*Provided passage*
= = = = =
I. ENTIRE SEPARATION FROM TEMPTATION IS THE ONLY SAFETY. Very imperfect knowledge in the Mesopotamian family. Rachel's theft of the household gods a sign of both moral and spiritual deficiency. The religion of Jacob and his descendants must be preserved from contamination. Intercourse with the unenlightened and unsanctified, though necessary for a time and in some degree, must not be suffered to obscure the higher light, or surround us with practical entanglements which hinder our faithfulness to God.

II. WHEREVER THE SPIRITUAL LIFE IS FEEBLE IT IS WELL THAT THERE SHOULD BE SOLEMN PUBLIC ACTS OF COVENANT AND TESTIMONY. We want the Galeed and the Mizpah, the heap of witness and the watch-tower of faith. Many united together in the covenant, and thus became witnesses in whose presence the oath was taken. We are helped to faithfulness by the publicity of our vows. But the higher the spiritual life, the less we shall call in material things to support it. Jacob with Laban is not the true Jacob. All dependence upon the symbol and rite is more or less compromise.

III. THE CONTACT OF THE HIGHER FORM OF RELIGION WITH THE LOWER ONE, OF THE MEANS OF PREPARING THE WORLD FOR THE TRUTH. Laban and his family types of the lower order of religious knowledge and life. The covenant between the father-in-law and son-in-law in the name of the God of Abraham and the God of Nahor points to a rising light in the Mesopotamian family. We may be sure that the influence of Christianity will be supreme wherever it is brought face to face with men's religions. That influence may be embodied in matters of common life, in covenants between man and man, in laws and commercial regulations and social arrangements.
= = = = =
*Items*
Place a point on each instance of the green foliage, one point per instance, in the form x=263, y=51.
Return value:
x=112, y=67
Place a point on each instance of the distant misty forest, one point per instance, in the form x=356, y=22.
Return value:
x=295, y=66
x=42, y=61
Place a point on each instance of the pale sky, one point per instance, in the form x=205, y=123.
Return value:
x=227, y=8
= = = = =
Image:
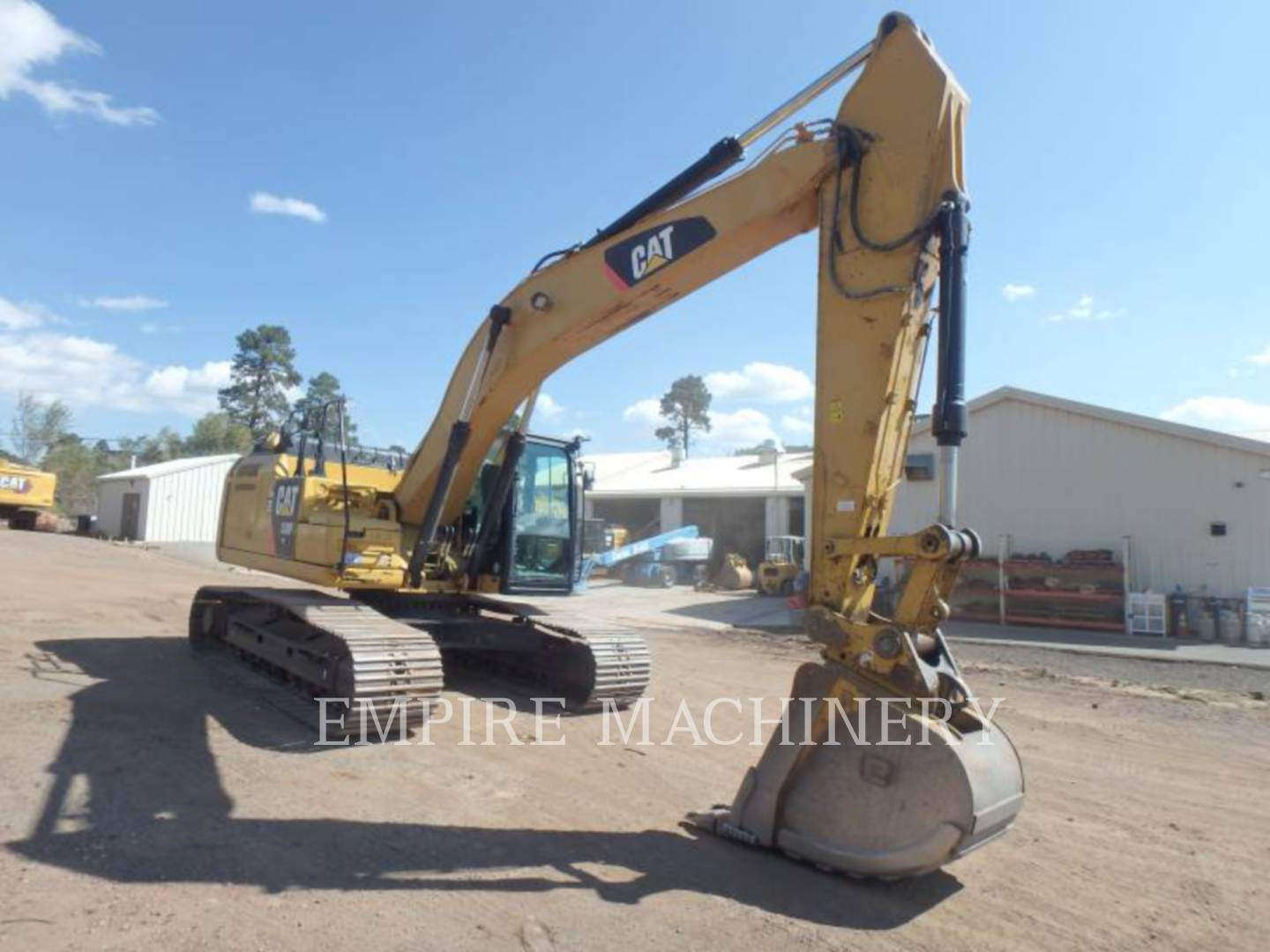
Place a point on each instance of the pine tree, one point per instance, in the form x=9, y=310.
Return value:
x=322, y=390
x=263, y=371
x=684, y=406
= = = = =
*Problem requirements*
How would you sum up the outline on Jacob and Laban in three sentences?

*Solution for this problem*
Entire separation from temptation is the only safety, because the religion of Jacob and his descendants must be preserved from contamination by the imperfect knowledge of the Mesopotamian family, seen in Rachel's theft of the household gods. Where the spiritual life is feeble, solemn public acts of covenant and testimony like the Galeed and the Mizpah help faithfulness, though the higher the spiritual life, the less it calls on material things, and all dependence on symbol and rite is more or less compromise. The contact of the higher religion with the lower one, typified by Laban and his family, is a means of preparing the world for the truth, and the influence of Christianity will be supreme wherever it meets men's religions, embodied in common life, covenants, laws, commercial regulations and social arrangements.